_PAGE EXCERPT_:
***

Big Love: EDW and Big Data

Enterprise Data Warehouse (EDW) for decades has been used to powering up lots of enterprise analysis. EDW capability to bring data from various source and transform it into models needed by all layers of the company become main justification to made EDW an imperative element of business analytic. When Big Data is introduced as new analytic platform, due to totally different characteristic between these two technologies, people think EDW and Big Data could not stand side by side … or could they ?

Despite have extreme different on almost every step they do to perform analytic, both EDW and Big Data actually can exist side by side and complement each other. There could be big love in the air between these two platform, as long as it does correctly.

EDW Fiasco

EDW is designed to be rigid. It brings data and force data to be transformed into agreed models that required by business owner. Once the models is agreed and rolled out, it is difficult to change it. It is not impossible, it just a lot of effort will be spent, especially on Transform phase of ETL (Extract, Transform & Load) paradigm which is main driver of EDW. Rigid is first issue of EDW.

As business grows, data also grow and this impact on time to complete of EDW’s ETL process. Unfortunately this time increased most of the time does not go linear, instead if will grow exponentially. If during first year of EDW implementation 1 hour is enough to complete ETL process on daily basis. After 10 years of data, 10 hours is no longer the number but could be 30 hours. This will causing a rat race between data and analytic. Ironically, company does not really need these 10 years of data for their common activity. They only need probably only last 2 years, but they have no option unless to save and processing these 10 years because of some preservation data rules or as an archive media should be there need to analyse their historical data. Time to complete is another EDW problem.

***

_INFORMATION PROVIDED_:
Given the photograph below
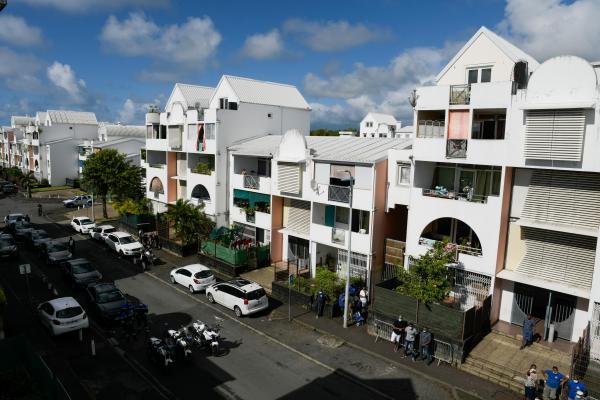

***

_EXERCISE A_:
Answer these questions from the article on EDW and Big Data above:
(i) What do the letters ETL stand for?
(ii) What does the article name as the first issue of EDW?
(iii) Of the 10 years of data, how many recent years does the article say the company probably needs?
_EXERCISE B_: Write the next part of the article on EDW and Big Data, picking up right after its final paragraph.

_TASK OUTPUT A_:
(i) Extract, Transform & Load
(ii) Being rigid
(iii) The last 2 years

_TASK OUTPUT B_:
Big Data

Rigidity and time to complete is never been an issue to Big Data. Distributed File System and NoSQL that embrace by big data will solve rigidity problem. Big Data allows us to save any format of data without need of schema to be define first. 

Big Data allowing us to run a logic as soon as data stream into Big Data repository. This logic can be anything: sending an alert, perform computation, building model incrementally or any other we can think. Creativity is the only limit.

Working with Big Data platform also allow us to leverage power of data stored in memory. Being in-memory, data will be processed faster rather than when it is saved only on physical storage.

Ability to scale up, by simply add more nodes using common hardware to increase either storage capacity or computation power is big data answer for time to complete.

Do we still need EDW ?

But if Big Data is soooo greeeaaatttt ? why company still need to preserve their EDW, why not simply moving to Big Data ?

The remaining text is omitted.